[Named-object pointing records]
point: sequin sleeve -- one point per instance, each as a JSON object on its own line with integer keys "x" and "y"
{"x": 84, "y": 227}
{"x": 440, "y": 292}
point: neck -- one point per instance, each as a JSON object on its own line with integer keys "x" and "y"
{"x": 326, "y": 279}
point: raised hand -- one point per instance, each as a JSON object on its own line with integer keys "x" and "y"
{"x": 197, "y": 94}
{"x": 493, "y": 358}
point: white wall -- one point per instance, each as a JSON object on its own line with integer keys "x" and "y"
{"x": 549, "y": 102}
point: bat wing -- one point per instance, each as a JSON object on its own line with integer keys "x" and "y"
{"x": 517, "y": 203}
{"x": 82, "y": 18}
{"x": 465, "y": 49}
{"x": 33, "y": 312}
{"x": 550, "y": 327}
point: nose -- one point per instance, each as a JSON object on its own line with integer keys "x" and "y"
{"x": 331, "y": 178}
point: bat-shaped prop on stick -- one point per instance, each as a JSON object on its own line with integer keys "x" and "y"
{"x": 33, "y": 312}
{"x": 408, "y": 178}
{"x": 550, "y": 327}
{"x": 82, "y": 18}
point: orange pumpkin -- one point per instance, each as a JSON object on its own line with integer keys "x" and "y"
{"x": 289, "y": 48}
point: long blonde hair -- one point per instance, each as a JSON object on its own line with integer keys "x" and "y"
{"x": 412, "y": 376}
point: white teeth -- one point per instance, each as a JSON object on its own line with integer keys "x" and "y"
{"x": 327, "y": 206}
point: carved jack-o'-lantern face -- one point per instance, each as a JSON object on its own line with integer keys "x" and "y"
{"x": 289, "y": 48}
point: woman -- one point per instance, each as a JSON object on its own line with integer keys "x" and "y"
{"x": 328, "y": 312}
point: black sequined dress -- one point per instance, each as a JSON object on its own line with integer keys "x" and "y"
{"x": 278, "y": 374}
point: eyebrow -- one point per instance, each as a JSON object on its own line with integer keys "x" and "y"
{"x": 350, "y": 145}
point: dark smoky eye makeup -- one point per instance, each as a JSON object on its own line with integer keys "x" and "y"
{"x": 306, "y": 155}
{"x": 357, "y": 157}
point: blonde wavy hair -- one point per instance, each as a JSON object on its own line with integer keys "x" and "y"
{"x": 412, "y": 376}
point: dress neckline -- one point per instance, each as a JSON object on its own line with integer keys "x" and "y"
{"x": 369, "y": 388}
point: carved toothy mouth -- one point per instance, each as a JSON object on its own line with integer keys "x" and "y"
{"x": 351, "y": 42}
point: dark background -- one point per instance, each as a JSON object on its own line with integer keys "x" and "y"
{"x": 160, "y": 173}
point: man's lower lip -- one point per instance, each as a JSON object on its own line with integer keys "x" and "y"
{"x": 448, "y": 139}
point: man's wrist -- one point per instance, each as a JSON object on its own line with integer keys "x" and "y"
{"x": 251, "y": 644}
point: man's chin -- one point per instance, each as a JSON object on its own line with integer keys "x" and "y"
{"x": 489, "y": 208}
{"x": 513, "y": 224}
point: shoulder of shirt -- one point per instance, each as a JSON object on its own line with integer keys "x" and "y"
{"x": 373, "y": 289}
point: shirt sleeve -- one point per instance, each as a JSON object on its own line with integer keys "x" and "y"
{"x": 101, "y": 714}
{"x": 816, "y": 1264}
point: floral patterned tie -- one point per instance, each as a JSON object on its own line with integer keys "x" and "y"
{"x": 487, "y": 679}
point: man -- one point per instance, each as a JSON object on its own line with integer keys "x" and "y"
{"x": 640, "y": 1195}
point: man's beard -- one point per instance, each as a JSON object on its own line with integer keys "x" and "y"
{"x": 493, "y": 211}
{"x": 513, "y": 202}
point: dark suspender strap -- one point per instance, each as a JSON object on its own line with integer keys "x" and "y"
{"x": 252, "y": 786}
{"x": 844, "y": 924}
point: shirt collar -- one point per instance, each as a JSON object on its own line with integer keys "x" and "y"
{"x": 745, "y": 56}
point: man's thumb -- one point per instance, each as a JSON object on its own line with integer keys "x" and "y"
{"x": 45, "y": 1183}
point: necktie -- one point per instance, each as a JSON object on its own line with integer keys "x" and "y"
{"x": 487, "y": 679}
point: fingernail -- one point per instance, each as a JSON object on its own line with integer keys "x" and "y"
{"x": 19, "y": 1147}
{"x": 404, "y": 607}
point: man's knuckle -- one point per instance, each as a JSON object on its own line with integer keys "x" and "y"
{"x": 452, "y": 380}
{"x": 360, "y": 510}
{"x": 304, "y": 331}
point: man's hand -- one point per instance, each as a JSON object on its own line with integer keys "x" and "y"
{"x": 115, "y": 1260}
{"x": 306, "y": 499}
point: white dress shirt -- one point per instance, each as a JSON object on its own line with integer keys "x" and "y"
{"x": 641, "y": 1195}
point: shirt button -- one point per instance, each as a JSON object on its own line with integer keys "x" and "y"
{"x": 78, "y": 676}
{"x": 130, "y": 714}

● EXERCISE AIM: Extract all of the material exactly as it is written.

● TASK ANSWER:
point: sequin sleeve -- one point per instance, each as a JSON object on its own line with integer keys "x" and "y"
{"x": 84, "y": 227}
{"x": 440, "y": 292}
point: neck -- one point per instance, each as a JSON object on its own line with integer keys "x" and "y"
{"x": 326, "y": 279}
point: raised hand -- one point per instance, each as a JSON object on its own line with integer keys "x" and "y"
{"x": 197, "y": 94}
{"x": 493, "y": 358}
point: white wall -- one point per instance, each as a JSON object on its own line with integer keys "x" and "y"
{"x": 549, "y": 102}
point: bat wing -- one point per instance, each as a JSON object on its own line with integer keys "x" and "y"
{"x": 517, "y": 203}
{"x": 82, "y": 18}
{"x": 465, "y": 49}
{"x": 33, "y": 312}
{"x": 550, "y": 327}
point: nose -- one point per instance, each as a JSON object on its own line with integer keys "x" and "y"
{"x": 331, "y": 178}
point: bat-shaped prop on stick -- one point per instance, each as a JSON object on its own line with integer keys "x" and "y"
{"x": 33, "y": 312}
{"x": 408, "y": 178}
{"x": 550, "y": 327}
{"x": 82, "y": 18}
point: orange pumpkin -- one point per instance, each as a JSON object on its own line with integer keys "x" and "y"
{"x": 289, "y": 48}
point: long blonde hair -- one point per instance, each as a JSON object on its own line with integer keys "x" and "y"
{"x": 412, "y": 376}
point: white teeth -- one point per instance, each as a JSON object on its own line with integer keys "x" and "y"
{"x": 327, "y": 206}
point: carved jack-o'-lantern face -- one point per instance, each as a JSON object on its own line with integer keys "x" and "y"
{"x": 289, "y": 48}
point: woman -- one point per instance, each as a JSON object on its own line with integer keys "x" and "y"
{"x": 328, "y": 312}
point: black sequined dress -- one point per instance, each as a JSON object on its own line with integer keys "x" and "y"
{"x": 278, "y": 374}
point: eyebrow -- one point per instance, each as a JSON object on its own line with integer keys "x" and "y"
{"x": 350, "y": 145}
point: dark smoky eye makeup -- one point per instance, each as a JSON object on its own line with integer keys "x" and "y"
{"x": 306, "y": 155}
{"x": 357, "y": 157}
point: blonde wavy hair -- one point per instance, each as a JSON object on its own line with integer keys "x" and "y"
{"x": 412, "y": 376}
point: dress neckline -- one point per instance, each as a JSON object on its own line with integer keys "x" and "y"
{"x": 369, "y": 388}
point: carved toothy mouth -- one point per instance, each as a JSON object on its own line with integer keys "x" and "y"
{"x": 351, "y": 42}
point: dark background -- one point per instance, each as a JSON object on its own line with integer keys "x" and "y"
{"x": 160, "y": 173}
point: man's lower lip -- one point per instance, each as a JSON object on its own line with integer keys "x" and "y"
{"x": 448, "y": 139}
point: man's wrist -- one point per instance, each as a JSON object on its own line with integer keys "x" and "y"
{"x": 251, "y": 644}
point: man's chin -- one point per instance, each as a JSON object on its own line with integer keys "x" and "y"
{"x": 489, "y": 208}
{"x": 513, "y": 224}
point: shoulder of shirt -- one point per instance, each as a JSON object on its own line with integer keys "x" and "y"
{"x": 373, "y": 289}
point: shirt sleeve -- one point per instance, each as a JSON object on its own line with integer keys "x" and "y"
{"x": 101, "y": 714}
{"x": 816, "y": 1264}
point: floral patterned tie -- one point per instance, each as a JSON object on its own line with integer keys "x" and "y"
{"x": 487, "y": 679}
point: man -- one point per instance, each as a JSON object on its own line with integer keys "x" and "y"
{"x": 640, "y": 1195}
point: man's beard -- one point per instance, each as a JSON object on its own line with integer keys "x" and "y"
{"x": 493, "y": 211}
{"x": 513, "y": 202}
point: dark suspender strap -- one point per instance, each as a JSON object on its own line with integer keys "x" and "y"
{"x": 252, "y": 786}
{"x": 844, "y": 924}
point: shirt collar -- one point per instance, each as a JSON object on its own line with integer keys "x" and "y"
{"x": 745, "y": 56}
point: man's thumb -- one point per instance, each as a JSON object on its own line with integer keys "x" and "y"
{"x": 45, "y": 1183}
point: necktie -- one point per instance, each as a JSON object on its own line with integer keys "x" and "y"
{"x": 487, "y": 679}
point: fingernail -- one point per instance, each as a JSON object on its own line with integer keys "x" and "y"
{"x": 19, "y": 1147}
{"x": 404, "y": 607}
point: man's knuckle -- one point per instance, each as a JSON object on its own line with integer keys "x" and "y"
{"x": 452, "y": 380}
{"x": 360, "y": 510}
{"x": 304, "y": 331}
point: man's hand -- one point per instance, each as a JSON object on its own line with integer keys "x" and "y"
{"x": 115, "y": 1260}
{"x": 306, "y": 499}
point: white dress shirt -- one point per instance, each as a JSON object on its own line with integer keys "x" and "y"
{"x": 641, "y": 1195}
point: shirt button -- one point per instance, each as a JSON object on its own line with integer keys "x" and "y"
{"x": 78, "y": 676}
{"x": 130, "y": 714}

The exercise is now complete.